Lines to restate from the data below: from the one containing "target | metal shelf" to the one containing "such as <point>151,59</point>", both included. Give them again exactly, and only them.

(Data extract Opens)

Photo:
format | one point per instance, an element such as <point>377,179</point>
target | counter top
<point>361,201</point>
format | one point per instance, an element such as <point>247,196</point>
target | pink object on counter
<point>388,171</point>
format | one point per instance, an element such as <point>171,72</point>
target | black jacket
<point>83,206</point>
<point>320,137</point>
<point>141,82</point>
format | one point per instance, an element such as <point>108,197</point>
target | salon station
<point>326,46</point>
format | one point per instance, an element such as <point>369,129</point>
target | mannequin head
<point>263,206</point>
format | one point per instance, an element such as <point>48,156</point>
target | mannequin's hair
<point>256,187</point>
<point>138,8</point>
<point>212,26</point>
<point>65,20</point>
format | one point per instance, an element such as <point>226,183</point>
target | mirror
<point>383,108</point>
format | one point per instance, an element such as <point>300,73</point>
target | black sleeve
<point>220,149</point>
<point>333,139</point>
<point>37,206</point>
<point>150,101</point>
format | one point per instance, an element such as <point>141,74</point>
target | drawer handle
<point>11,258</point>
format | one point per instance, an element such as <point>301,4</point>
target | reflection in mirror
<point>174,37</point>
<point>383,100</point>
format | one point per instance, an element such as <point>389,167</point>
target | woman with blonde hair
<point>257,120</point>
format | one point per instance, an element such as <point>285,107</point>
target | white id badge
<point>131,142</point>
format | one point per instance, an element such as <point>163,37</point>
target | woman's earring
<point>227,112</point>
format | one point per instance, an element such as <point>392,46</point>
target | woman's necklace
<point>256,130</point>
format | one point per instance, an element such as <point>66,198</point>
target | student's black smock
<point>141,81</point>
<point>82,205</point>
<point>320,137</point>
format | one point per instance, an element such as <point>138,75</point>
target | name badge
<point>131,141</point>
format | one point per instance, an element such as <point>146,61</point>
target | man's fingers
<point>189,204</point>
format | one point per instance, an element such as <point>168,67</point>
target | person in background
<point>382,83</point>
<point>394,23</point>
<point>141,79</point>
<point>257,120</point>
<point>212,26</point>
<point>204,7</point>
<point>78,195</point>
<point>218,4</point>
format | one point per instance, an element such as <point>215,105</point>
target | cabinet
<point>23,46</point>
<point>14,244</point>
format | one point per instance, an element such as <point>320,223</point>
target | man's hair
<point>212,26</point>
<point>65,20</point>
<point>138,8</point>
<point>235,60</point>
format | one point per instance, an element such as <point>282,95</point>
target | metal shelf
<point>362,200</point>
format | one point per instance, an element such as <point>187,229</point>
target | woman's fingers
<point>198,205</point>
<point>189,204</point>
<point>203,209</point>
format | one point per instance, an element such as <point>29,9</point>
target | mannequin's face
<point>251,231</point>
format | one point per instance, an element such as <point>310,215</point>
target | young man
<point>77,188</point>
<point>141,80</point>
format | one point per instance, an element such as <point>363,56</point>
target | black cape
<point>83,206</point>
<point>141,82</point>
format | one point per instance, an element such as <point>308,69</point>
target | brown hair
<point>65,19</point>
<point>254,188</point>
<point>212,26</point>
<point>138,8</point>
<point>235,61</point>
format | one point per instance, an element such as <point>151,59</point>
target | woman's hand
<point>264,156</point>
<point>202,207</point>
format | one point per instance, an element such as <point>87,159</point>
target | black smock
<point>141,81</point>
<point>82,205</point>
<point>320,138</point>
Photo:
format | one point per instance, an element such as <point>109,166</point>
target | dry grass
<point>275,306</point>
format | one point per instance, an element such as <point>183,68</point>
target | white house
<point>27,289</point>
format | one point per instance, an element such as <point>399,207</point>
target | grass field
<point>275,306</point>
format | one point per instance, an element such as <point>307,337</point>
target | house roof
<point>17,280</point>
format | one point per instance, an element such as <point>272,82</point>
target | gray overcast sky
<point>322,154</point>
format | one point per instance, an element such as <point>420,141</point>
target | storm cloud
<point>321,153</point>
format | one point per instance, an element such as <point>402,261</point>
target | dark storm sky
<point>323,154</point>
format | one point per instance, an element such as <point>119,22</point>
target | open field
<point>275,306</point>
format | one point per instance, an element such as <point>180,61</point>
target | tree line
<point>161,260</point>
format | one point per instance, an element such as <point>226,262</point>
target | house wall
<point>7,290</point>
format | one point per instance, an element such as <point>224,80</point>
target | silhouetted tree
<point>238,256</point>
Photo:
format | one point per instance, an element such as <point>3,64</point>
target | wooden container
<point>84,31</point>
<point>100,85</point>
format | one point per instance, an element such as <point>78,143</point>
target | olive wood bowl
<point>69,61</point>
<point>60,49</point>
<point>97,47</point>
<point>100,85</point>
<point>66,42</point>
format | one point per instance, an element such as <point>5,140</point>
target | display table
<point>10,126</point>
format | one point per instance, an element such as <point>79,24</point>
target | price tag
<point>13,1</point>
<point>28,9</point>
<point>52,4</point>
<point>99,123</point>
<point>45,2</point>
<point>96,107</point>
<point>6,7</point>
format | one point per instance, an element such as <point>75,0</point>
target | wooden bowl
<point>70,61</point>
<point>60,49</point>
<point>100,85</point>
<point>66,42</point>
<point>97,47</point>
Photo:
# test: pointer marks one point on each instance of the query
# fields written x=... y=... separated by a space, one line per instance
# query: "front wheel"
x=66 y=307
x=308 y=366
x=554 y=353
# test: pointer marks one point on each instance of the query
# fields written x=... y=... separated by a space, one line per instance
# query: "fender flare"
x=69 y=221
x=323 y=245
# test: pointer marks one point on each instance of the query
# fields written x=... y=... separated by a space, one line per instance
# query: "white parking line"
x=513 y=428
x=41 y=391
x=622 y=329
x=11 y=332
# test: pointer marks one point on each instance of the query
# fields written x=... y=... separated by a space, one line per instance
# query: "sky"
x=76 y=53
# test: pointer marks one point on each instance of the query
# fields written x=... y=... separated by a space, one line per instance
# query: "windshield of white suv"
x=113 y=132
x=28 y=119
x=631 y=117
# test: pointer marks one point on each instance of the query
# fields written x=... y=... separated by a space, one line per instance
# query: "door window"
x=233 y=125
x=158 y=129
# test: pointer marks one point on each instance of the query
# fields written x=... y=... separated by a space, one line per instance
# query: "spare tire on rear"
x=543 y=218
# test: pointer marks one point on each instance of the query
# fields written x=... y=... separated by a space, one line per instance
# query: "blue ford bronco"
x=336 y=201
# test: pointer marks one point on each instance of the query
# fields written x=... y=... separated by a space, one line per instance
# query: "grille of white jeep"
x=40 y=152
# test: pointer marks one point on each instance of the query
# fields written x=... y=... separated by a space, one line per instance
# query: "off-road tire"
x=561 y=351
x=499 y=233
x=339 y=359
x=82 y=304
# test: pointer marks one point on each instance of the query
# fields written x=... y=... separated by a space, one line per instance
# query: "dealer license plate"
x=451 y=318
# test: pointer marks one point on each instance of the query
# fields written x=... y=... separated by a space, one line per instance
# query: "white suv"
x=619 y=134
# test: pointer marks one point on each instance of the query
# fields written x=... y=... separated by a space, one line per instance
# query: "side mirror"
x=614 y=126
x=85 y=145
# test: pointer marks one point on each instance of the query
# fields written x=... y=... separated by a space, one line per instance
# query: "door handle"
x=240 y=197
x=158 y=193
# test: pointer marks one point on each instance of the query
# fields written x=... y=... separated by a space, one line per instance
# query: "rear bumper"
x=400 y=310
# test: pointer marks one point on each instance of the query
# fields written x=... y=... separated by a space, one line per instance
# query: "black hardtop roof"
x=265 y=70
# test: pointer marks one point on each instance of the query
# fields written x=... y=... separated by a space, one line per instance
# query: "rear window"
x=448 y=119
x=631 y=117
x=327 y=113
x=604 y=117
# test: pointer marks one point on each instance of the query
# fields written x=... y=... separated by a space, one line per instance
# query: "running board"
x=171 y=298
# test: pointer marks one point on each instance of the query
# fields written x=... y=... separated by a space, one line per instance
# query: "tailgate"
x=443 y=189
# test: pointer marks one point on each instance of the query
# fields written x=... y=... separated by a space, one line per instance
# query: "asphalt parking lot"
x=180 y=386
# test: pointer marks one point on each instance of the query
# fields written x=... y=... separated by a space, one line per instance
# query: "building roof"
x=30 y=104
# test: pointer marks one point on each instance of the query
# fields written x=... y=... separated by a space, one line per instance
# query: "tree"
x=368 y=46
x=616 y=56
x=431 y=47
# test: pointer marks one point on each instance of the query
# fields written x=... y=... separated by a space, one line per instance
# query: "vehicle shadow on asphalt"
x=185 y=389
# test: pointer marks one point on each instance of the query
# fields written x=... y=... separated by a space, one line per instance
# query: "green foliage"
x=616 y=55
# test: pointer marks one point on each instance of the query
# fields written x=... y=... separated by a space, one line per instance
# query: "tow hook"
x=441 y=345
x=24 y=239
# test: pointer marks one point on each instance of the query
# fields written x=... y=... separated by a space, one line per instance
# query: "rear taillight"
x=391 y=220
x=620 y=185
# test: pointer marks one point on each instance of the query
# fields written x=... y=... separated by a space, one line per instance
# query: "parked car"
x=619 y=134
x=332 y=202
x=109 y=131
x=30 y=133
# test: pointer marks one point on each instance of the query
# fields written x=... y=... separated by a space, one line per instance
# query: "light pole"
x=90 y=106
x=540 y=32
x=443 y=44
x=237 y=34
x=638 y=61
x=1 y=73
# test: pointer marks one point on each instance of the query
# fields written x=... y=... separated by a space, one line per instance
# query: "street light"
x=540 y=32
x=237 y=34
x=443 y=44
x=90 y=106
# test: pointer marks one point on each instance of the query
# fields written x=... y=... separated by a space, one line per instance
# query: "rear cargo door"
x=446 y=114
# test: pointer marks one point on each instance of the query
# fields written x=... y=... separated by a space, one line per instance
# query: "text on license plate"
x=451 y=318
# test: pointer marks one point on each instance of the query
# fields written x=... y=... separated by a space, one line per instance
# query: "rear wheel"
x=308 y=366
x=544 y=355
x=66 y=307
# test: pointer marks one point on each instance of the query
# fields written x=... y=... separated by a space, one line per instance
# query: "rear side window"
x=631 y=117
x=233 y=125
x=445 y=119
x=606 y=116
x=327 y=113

(Data extract Closes)

=== Result below ===
target | metal shelf
<point>362,200</point>
format | one point per instance, an element such as <point>187,229</point>
target | woman's fingers
<point>198,205</point>
<point>189,204</point>
<point>203,209</point>
format | one point per instance, an element such as <point>29,9</point>
target | mannequin's face
<point>251,231</point>
format | one point per instance, an element such as <point>310,215</point>
target | young man
<point>77,188</point>
<point>141,80</point>
format | one point per instance, an element such as <point>363,56</point>
target | black cape
<point>83,206</point>
<point>141,82</point>
format | one point per instance, an element such as <point>308,69</point>
target | brown hair
<point>65,19</point>
<point>254,188</point>
<point>212,26</point>
<point>138,8</point>
<point>235,61</point>
format | one point per instance, an element such as <point>151,59</point>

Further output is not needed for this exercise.